Prompt 1 -
According to the text on older cats and vet visits, what is the most common disease in older cats?
Prompt 2 -
Reproduce word for word the part of the text on older cats and vet visits from "After seven to" up to and including "or life threatening.".

Given text -
:::::

Q: I have an older cat named Spunk. She is spayed but has not been back to see the vet since she finished her first-year shots. She is always in the house and never goes outside. She is 8 years old now and I have been reading that older pets should visit the vet more often. Is this really true and if so, why and what all does she need? Also how can I make her trip and visit easier? She hates to travel.
A: It is certainly true that she needs to visit her veterinarian now on a yearly basis. Cats are in general ignored as a pet in the household because they do not tend to show pain. We do not know anything is wrong until they are on their death bed. Cats are the most stoic of all our usual pets.
After seven to eight years of age she needs to be checked over with a good physical exam, blood work and a urinalysis. As cats age, they tend to develop kidney disease, hyperthyroidism and other diseases, that if treated early on, are far less serious or life threatening.
Kidney disease, the most common disease in older cats, can be treated with a diet change, possibly blood pressure medication and other supplements to help her live a much longer and more comfortable life. The sooner it is diagnosed and treated, the better she will feel on a day-to-day basis and for many more years.
There are several things you can do to help her anxiety for traveling in the car and visiting the vet. Place a carrier, preferably one that the top can be easily removed from, in the area where she lives. Throw a treat in it off and on, and feed her in it a time or two. When she is comfortable with this, you can spray a spritz of feline appeasing pheromone or Feliway into the cage an hour or so before the ride. Load her in it and take her on a ride around the block. When back home, give another treat and a lot of love. Do this several times over a couple of weeks. Then take her to the veterinary hospital. Walk in, let her set there awhile (3-5 minutes) and return home.

:::::

Records -

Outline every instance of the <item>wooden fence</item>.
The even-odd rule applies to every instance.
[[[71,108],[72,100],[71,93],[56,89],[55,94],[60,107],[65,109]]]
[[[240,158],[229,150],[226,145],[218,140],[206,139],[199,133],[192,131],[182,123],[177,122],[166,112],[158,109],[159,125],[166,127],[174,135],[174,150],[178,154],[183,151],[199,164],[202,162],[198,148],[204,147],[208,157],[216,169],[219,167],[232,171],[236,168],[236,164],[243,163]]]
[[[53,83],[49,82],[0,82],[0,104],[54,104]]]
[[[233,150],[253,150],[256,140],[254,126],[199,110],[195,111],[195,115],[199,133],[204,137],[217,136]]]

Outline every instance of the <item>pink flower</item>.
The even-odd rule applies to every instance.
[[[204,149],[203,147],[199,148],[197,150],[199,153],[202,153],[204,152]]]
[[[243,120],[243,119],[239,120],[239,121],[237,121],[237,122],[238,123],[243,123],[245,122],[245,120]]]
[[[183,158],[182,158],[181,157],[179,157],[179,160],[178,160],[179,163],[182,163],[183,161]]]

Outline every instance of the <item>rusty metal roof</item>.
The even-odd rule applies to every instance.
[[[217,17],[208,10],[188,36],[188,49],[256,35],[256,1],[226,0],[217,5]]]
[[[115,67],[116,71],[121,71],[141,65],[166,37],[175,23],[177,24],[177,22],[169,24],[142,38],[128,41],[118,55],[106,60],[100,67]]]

:::::

Response box 1 -
Kidney disease.

Response box 2 -
After seven to eight years of age she needs to be checked over with a good physical exam, blood work and a urinalysis. As cats age, they tend to develop kidney disease, hyperthyroidism and other diseases, that if treated early on, are far less serious or life threatening.